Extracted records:
◇ ◇ ◇ ◇ ◇ ◇ ◇

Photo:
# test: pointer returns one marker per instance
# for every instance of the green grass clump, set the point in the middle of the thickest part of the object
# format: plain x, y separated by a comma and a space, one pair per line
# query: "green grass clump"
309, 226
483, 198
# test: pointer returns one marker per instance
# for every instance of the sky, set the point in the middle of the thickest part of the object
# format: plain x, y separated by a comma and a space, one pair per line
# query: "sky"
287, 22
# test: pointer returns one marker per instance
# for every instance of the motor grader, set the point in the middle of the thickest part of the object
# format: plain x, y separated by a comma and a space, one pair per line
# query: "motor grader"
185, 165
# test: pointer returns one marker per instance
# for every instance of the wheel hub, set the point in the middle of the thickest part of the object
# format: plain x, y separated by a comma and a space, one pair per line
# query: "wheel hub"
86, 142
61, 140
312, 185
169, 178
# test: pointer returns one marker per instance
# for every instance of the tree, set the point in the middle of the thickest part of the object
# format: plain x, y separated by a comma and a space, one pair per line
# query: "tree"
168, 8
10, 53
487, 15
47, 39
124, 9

◇ ◇ ◇ ◇ ◇ ◇ ◇

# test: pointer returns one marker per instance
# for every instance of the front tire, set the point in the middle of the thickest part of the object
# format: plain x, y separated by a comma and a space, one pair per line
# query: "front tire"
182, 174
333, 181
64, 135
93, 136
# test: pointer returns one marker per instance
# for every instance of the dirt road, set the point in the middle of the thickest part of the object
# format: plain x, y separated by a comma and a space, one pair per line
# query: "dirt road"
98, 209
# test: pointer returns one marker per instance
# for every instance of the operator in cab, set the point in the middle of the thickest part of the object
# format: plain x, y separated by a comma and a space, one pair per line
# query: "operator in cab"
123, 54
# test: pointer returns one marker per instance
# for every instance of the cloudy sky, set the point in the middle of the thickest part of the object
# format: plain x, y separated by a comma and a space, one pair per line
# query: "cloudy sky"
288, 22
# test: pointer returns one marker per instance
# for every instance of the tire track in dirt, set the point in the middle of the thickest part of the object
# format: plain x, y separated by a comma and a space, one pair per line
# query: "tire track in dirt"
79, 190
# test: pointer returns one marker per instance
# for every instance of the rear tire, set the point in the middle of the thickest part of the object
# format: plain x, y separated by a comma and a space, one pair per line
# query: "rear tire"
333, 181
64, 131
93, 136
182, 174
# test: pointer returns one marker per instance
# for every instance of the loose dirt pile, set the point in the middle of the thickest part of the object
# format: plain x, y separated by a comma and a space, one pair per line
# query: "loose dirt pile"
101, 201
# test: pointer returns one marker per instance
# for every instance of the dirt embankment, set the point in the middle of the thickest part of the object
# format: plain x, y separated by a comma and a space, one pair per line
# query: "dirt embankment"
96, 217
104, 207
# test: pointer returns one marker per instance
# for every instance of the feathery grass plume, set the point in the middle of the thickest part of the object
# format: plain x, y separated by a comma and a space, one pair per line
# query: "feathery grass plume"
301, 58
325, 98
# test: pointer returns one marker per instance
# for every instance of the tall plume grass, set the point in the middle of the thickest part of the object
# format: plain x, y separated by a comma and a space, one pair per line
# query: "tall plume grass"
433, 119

◇ ◇ ◇ ◇ ◇ ◇ ◇

*Exercise objective*
State only the number of lines in the records that contain the string "road". Treat uppercase and lowercase letters as distinct.

*Worked solution*
2